▶ _What you need to do_
Every record below, from first to last: print it exactly as shown.
━━━ Exercise materials ━━━
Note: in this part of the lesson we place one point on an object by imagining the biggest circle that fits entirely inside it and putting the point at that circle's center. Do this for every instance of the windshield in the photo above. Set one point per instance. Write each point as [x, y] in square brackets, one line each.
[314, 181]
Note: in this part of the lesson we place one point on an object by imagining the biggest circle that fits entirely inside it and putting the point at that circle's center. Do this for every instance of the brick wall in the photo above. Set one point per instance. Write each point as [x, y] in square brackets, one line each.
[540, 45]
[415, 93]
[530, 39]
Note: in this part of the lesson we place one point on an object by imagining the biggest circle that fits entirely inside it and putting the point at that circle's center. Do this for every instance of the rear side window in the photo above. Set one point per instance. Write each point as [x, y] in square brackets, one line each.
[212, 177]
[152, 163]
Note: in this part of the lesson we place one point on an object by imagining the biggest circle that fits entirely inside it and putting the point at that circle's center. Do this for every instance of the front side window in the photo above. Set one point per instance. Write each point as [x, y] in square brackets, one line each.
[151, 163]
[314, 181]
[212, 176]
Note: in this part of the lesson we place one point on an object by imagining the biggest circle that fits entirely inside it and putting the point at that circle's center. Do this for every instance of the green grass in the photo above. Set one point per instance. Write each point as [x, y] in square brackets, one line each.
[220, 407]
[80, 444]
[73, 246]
━━━
▶ _Response_
Note: in this part of the lesson we place one point on an object by imagining the biggest circle that fits entirely inside it and putting the point at that circle's center. Do this for every instance of the windshield in the photo above. Set one point per instance. Write each point as [x, y] in square brackets, one line each.
[314, 181]
Note: in this part of the lesson we place one point on an object by imagining the biggest circle that fits entirely inside it and putting the point at that circle's center. Do this for every instance of the brick wall in the photo above. Set one point per instance. Write each point as [x, y] in square brackets, one line each.
[540, 45]
[415, 93]
[530, 39]
Note: in this part of the lesson we place one point on an object by imagining the biggest circle that fits entirely inside it and putting the point at that circle's center. Do this for every instance of the rear side window in the photo above. Set one point per instance. Write each point as [x, y] in square brackets, one line each.
[212, 177]
[152, 163]
Note: in this part of the lesson we place one point on an object by imagining the biggest circle that fits entirely inside it and putting the point at that circle's center. Do this for every instance of the front side window in the photo above. Set one point per instance. Write each point as [x, y] in square brackets, one line each.
[151, 163]
[314, 181]
[212, 176]
Note: in this part of the lesson we place one point on an object by imagining the biggest circle that fits entirely inside it and putting the point at that circle's center. Do this for every instance of the green grass in the photo above. Set one point per instance. Write each point as [x, y] in square brackets, one line each.
[220, 407]
[80, 444]
[73, 246]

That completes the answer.